*Tugas yang Diberikan:*
**a)** Jawab pertanyaan berikut berdasarkan teks tentang aturan THR 2019.
(i) Pada tanggal berapa Surat Edaran Nomor 2 Tahun 2019 tentang Pelaksanaan THR Keagamaan ditandatangani?
(ii) Sesuai rencana, kapan gaji ke-13 PNS akan dicairkan?
(iii) Bagi pekerja harian lepas dengan masa kerja 12 bulan atau lebih, bagaimana upah 1 bulan untuk THR dihitung?
**b)** Cetak bagian teks tentang aturan THR 2019 di antara "Pada intinya pemberian" dan "H-7/sepekan/seminggu pra-Hari Raya.", termasuk kedua bagian itu, tanpa mengubah apa pun.
**c)** Teruskan teks tentang aturan THR 2019 mulai setelah kalimat terakhirnya.

*Teks Bacaan:*
:::::

Surabaya, ( bisnissurabaya.com ) – Mengacu Peraturan Menteri Tenaga Kerja M Hanif Dhakiri yang pada 14 Mei 2019 lalu menandatangani Surat Edaran untuk para Gubernur di SELURUH Indonesia yakni (SE) Nomor 2 Tahun 2019 tentang Pelaksanaan Tunjangan Hari Raya (THR) Keagamaan Tahun 2019, Maka, aturan peraturan terkait pembayaran THR Hari Raya(Kegamaan) sudah jelas dan mengikat.
Pada intinya pemberian Tunjanga Hari Raya adalah kewajiban yang harus dilaksanakan dan dipatuhi oleh para pengusaha kepada para karyawan/pekerjanya dengan harapan, mereka akan mampu memenuhi kebutuhan untuk merayakan Hari Raya tersebut. Kapan waktunya? Mengacu pada SE Permen Tenaga Kerja Nomor 6 Tahun 2016 tentang THR Keagamaan Bagi Pekerja/Buruh di Perusahaan wajib dibayarkan paling lambat H-7/sepekan/seminggu pra-Hari Raya.
Untuk PNS, pemerintah sudah merevisi dan menerbitkan Peraturan (PP) Nomor 35 Tahun 2019 tentang gaji ke-13, dan PP Nomor 36 Tahun 2019 mengenai THR. Sesuai rencana, gaji ke-13 akan dicairkan pada Juli 2019 . Pasal 10 ayat 2 di kedua PP menyebutkan peraturan teknis terkait pemberian gaji, pensiun, tunjangan ke-13 dan THR yang bersumber dari APBD akan diatur dengan peraturan daerah.. Berdasarkan Peraturan Menteri Keuangan (PMK) 59/2019 yang telah diteken Menteri Keuangan Sri Mulyan,, pimpinan dan pegawai non-PNS pada lembaga non-struktural juga akan menerima THR
Sementara itu, bagi pekerja harian lepas yang mempunyai masa kerja 12 bulan atau lebih, besaran THR-nya berdasarkan upah 1 bulan yang dihitung berdasarkan rata-rata upah yang diterima dalam 12 bulan terakhir sebelum hari raya keagamaan. Sedangkan bagi pekerja lepas yang mempunyai masa kerja kurang dari 12 (dua belas) bulan, upah 1 bulan dihitung berdasarkan rata-rata upah yang diterima tiap bulan selama masa kerja.
Aturan terkait pencairan THR Hari Raya Idul Fitri 1440 H sudah dikeluarkan Gubernur Jatim Khofifah Indar Parawansa melalui Surat Edaran (SE) Gubernur Jawa Timur Nomor 560/10.003/012.3/2019 tentang Tunjangan Hari Raya Keagamaan Tahun 2019. Dimana, aturan pemberian Tunjangan Hari Raya harus diberikan paling lambat H-7 Hari Raya Idul Fitri. Ini berlaku untuk seluruh perusahaan-perusahaan di Jatim . Jauh sebelum itu pemerintah sudah mengeluarkan Peraturan Pemerintah Nomor 78 Tahun 2015 tentang Pengupahan dan Peraturan Menteri Tenaga Kerja RI Nomor 6 Tahun 2016 tentang Tunjangan Hari Raya Keagamaan bagi pekerja atau buruh.

:::::

*Data yang Diberikan:*
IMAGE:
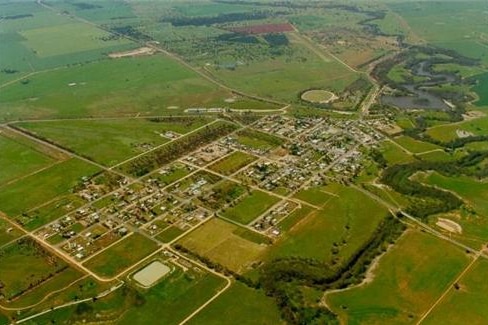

:::::

*Jawaban per Tugas:*
**a)**
(i) 14 Mei 2019.
(ii) Juli 2019.
(iii) Berdasarkan rata-rata upah yang diterima dalam 12 bulan terakhir sebelum hari raya keagamaan.

**b)**
Pada intinya pemberian Tunjanga Hari Raya adalah kewajiban yang harus dilaksanakan dan dipatuhi oleh para pengusaha kepada para karyawan/pekerjanya dengan harapan, mereka akan mampu memenuhi kebutuhan untuk merayakan Hari Raya tersebut. Kapan waktunya? Mengacu pada SE Permen Tenaga Kerja Nomor 6 Tahun 2016 tentang THR Keagamaan Bagi Pekerja/Buruh di Perusahaan wajib dibayarkan paling lambat H-7/sepekan/seminggu pra-Hari Raya.

**c)**
Aturan ini diperkuat dengan himbauan Gubernur Jatim untuk para kepala daerah /bupati/Walikota di Jatim agar melakukan pengawasan ketat terhadap masing masing perusahaan yang beroperasional di masing masing daerahnya. Sebelumnya, Gubernur Jatim, Khofifah Indar Parawansa menghimbau kepada semua bupati dan walikota untuk mengawasi perusahaan dalam memberikan tunjangan hari raya (THR) keagamaan kepada para karyawannya. Himbauan tersebut tertuang dalam Surat Edaran (SE) Gubernur Jawa Timur Nomor 560/10.003/012.3/2019 tentang Tunjangan Hari Raya Keagamaan. Para gubernur beserta para bupati/wali kota diharapkan untuk memperhatikan, mengawasi dan menegaskan agar para pengusaha di wilayah propinsi masing masing bisa melaksanakan dan membayarkan THR tepat waktu
“Kisaran besaran THR bisa disesuaikan dengan kesepakatan yang terjalin antara pihak perusahaan dengan para karyawannya. Hal tersebut biasanya tertuang pada Perjanjian Kerja, Peraturan Perusahaan (PP) serta Perjanjian Kerja Bersama (PKB). Atau berdasarkan kebiasaan yang telah diberlakukan perusahaan setaip tahunnya. Soal apakah pengusaha itu nantinya akan berbagi kebahagaan dengan mengfasilitasi tradisi mudik karyawannya,, itu tidak ada paksaan” kata Dono Wibawanto, anggota Komisi E DPRD Jatim.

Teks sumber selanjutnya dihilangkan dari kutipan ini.